Excerpts of location labeling data >>
— START —
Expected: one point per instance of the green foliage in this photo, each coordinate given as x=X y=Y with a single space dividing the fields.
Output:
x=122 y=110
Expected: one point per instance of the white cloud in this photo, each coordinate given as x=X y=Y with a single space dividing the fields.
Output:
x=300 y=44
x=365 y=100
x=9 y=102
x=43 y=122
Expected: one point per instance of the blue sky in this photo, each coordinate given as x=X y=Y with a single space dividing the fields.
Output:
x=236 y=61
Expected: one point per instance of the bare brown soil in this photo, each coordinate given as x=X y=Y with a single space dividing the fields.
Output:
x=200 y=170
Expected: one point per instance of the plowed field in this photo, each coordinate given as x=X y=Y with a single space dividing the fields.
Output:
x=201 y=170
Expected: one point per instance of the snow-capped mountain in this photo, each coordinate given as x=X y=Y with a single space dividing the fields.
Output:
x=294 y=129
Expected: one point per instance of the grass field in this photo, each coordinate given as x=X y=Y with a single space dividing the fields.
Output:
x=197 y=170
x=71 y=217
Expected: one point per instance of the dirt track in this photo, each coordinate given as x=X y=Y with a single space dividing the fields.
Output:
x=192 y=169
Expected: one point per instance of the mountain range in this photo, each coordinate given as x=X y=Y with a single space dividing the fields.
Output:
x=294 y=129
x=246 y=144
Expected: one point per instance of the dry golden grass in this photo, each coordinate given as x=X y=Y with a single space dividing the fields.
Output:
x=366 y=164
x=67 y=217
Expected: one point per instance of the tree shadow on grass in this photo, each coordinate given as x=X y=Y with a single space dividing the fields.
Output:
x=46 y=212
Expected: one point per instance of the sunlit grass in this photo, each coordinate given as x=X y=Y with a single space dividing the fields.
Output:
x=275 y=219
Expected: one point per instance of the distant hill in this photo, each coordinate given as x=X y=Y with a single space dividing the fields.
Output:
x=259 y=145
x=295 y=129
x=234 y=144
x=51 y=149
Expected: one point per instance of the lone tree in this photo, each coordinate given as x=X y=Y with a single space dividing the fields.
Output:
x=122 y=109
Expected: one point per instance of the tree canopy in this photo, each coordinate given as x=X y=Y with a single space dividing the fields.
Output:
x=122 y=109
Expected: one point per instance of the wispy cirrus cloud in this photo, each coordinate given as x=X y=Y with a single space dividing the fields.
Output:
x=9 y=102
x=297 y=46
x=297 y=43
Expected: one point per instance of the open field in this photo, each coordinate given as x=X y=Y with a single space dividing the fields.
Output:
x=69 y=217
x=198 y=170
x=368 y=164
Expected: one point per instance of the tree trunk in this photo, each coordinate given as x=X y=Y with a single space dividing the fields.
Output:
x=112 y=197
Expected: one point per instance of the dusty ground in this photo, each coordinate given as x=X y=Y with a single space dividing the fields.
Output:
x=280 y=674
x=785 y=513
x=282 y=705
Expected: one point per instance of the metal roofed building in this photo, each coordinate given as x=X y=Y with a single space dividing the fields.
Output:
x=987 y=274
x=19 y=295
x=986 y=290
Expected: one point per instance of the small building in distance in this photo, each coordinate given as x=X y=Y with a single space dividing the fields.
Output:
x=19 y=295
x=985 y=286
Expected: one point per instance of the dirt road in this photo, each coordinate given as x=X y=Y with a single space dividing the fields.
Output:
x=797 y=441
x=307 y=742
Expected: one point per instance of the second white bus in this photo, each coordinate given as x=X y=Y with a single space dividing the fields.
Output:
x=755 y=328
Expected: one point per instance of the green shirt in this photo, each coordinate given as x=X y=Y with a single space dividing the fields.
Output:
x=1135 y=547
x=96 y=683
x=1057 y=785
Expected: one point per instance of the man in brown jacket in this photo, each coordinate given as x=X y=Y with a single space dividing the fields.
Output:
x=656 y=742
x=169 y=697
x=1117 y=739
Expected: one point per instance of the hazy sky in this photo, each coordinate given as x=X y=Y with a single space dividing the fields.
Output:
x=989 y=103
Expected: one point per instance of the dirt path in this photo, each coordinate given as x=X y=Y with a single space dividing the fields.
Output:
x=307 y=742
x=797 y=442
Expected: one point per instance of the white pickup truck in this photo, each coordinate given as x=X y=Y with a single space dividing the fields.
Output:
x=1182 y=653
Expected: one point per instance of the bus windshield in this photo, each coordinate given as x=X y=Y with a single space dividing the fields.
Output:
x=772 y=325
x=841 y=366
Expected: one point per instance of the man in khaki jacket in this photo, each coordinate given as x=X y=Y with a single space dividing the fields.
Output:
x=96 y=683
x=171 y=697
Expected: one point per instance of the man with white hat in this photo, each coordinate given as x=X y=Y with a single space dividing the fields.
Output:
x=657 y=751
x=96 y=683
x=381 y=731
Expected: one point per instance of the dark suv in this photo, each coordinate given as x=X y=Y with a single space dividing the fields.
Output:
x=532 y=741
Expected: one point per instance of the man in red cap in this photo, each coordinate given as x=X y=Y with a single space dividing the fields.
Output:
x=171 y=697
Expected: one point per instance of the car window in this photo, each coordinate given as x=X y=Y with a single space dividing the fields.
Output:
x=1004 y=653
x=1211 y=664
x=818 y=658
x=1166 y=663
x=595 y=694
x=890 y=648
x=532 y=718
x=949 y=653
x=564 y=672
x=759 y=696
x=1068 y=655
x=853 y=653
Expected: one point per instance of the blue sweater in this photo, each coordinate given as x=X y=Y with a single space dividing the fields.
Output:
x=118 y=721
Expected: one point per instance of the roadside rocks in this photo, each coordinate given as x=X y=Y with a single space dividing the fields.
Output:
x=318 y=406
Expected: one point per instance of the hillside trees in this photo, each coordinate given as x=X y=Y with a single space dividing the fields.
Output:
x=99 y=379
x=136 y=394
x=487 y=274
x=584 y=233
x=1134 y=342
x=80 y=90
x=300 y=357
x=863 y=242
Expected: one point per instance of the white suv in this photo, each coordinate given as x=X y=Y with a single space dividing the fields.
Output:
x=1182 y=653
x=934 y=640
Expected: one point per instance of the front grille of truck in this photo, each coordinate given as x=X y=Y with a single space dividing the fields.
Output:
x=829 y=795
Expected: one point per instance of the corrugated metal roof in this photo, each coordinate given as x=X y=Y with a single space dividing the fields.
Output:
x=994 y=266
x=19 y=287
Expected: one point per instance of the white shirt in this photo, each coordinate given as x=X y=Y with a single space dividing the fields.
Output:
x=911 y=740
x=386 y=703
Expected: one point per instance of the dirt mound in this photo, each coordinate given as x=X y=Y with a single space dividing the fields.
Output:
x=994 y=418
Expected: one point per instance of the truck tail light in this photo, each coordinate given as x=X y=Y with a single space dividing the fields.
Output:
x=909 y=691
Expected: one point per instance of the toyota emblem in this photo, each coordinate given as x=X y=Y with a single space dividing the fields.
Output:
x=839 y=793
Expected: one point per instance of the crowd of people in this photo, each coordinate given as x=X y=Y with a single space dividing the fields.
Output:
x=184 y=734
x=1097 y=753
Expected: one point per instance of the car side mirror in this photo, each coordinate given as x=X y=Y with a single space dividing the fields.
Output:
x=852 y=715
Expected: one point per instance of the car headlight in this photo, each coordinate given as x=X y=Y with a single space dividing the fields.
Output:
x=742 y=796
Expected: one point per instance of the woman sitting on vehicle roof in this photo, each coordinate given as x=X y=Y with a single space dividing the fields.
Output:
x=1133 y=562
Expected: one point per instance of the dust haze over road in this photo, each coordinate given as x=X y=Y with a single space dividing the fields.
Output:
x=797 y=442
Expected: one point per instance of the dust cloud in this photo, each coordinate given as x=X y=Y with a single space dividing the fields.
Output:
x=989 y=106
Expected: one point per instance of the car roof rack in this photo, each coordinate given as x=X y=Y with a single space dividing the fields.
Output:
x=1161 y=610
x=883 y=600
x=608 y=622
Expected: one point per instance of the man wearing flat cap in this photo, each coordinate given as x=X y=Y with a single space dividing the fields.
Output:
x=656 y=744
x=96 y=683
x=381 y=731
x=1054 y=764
— END —
— START —
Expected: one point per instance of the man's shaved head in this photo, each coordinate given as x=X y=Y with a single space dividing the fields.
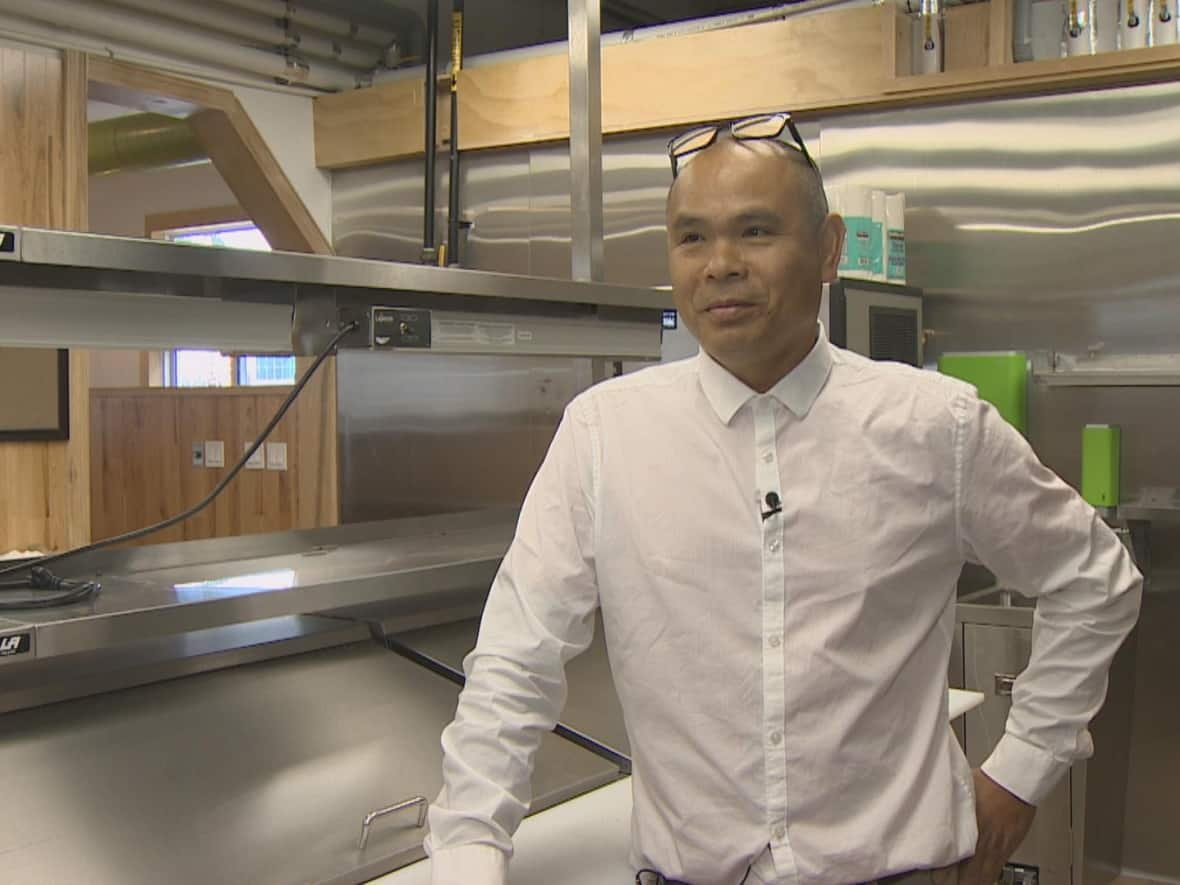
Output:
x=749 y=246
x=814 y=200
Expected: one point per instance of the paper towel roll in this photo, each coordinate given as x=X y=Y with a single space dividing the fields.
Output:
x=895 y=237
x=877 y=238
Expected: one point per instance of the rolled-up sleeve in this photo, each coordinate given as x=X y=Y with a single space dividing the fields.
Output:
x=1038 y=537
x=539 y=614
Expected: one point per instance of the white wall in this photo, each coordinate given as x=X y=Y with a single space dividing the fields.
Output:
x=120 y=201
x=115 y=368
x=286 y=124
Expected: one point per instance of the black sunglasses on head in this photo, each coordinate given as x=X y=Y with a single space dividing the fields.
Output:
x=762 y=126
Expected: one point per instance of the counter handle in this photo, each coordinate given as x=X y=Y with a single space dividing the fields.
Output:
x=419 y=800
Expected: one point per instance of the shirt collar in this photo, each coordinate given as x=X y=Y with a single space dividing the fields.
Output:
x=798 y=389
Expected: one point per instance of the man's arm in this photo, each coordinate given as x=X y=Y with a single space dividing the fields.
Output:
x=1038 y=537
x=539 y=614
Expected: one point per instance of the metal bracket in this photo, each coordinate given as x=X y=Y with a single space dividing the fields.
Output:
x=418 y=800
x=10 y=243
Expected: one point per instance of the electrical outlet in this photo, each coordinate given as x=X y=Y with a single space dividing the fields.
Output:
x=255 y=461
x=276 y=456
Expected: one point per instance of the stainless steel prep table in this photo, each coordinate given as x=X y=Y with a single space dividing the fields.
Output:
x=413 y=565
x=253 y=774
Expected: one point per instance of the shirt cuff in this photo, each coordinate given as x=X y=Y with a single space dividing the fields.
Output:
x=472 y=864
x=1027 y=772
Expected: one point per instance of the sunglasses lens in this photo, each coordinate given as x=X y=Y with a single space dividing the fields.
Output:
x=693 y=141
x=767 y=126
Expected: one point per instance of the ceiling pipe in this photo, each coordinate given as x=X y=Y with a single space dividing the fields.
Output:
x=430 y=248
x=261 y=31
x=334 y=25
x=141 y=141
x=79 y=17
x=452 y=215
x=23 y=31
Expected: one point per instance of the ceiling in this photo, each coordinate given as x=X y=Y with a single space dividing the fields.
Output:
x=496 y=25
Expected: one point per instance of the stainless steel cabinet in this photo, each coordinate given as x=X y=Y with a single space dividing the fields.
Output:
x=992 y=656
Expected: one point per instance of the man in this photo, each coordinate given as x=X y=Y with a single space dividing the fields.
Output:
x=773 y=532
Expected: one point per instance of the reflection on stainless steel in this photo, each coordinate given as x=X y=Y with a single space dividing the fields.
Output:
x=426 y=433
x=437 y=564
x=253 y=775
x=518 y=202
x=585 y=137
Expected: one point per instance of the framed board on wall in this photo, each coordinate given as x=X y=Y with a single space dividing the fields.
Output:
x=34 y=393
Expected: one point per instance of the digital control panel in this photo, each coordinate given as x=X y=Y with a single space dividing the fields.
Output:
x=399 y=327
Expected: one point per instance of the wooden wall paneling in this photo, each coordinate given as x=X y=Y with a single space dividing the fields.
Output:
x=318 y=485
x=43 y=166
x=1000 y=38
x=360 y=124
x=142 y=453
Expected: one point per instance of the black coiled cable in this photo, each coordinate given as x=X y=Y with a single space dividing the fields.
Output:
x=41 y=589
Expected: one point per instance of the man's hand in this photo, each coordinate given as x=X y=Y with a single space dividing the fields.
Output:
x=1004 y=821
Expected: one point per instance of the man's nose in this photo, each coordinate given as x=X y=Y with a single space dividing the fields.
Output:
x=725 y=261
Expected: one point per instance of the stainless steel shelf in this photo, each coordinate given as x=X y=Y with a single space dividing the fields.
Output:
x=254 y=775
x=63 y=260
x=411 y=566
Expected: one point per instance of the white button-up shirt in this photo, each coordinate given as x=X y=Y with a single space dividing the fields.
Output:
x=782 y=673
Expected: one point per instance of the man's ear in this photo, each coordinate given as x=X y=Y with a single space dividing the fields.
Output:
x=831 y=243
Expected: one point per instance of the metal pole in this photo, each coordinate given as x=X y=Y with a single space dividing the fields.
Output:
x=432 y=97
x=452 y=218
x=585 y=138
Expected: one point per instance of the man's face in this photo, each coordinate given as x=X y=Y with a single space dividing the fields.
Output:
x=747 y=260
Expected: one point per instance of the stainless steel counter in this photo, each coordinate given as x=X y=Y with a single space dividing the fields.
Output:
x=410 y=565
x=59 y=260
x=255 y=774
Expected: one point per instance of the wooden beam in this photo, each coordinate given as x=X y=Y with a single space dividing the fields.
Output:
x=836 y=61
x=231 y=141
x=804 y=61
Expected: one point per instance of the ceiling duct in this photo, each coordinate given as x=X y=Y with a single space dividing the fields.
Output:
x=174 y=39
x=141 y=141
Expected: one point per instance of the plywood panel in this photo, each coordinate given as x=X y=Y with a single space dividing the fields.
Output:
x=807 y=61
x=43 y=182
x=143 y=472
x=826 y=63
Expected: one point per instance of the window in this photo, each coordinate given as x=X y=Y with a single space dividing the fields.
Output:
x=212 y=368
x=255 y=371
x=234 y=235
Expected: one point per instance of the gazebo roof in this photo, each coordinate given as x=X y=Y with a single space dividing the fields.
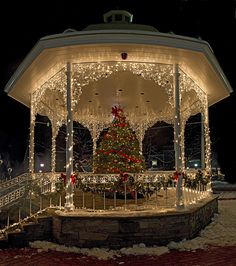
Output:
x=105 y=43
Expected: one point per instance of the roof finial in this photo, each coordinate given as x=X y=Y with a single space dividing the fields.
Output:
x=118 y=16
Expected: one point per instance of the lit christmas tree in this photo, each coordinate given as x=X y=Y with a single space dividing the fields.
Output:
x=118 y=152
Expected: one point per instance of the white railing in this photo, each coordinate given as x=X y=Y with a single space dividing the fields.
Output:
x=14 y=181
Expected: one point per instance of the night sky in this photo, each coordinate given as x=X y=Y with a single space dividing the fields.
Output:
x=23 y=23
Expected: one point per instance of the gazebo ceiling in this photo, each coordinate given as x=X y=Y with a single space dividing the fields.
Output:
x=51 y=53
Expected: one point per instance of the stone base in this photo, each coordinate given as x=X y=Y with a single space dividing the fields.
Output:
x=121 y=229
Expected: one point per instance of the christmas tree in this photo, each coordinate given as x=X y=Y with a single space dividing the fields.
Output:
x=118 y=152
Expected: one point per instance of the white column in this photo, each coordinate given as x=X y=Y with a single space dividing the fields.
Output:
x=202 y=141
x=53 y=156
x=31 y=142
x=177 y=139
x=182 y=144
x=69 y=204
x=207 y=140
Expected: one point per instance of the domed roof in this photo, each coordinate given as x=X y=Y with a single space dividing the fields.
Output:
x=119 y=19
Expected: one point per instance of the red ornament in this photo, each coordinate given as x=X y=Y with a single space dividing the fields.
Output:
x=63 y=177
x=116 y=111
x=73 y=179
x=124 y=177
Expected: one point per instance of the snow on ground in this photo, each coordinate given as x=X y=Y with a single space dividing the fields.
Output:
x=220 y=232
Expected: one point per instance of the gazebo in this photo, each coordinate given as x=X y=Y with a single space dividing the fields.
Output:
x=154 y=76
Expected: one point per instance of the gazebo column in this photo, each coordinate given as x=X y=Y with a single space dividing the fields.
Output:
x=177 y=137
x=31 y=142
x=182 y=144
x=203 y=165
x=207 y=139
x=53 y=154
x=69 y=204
— END —
Exercise objective >> Express the records from the line containing "Expected: one point per instance of the toyota" up to and including the line containing "x=1097 y=753" as a Markdown table with the columns Row and Line, skipping any blank lines.

The completed task >>
| Row | Line |
|---|---|
| 1 | Expected: one point per instance of the toyota emblem in this photo, each coordinate given as x=X y=Y with a single space dividing the fields. |
| 2 | Output: |
| 3 | x=839 y=793 |
| 4 | Expected: one point per instance of the crowd of people in this photo, each coordinate given as x=X y=Y with a single space dividing the fields. |
| 5 | Output: |
| 6 | x=184 y=734 |
| 7 | x=1097 y=753 |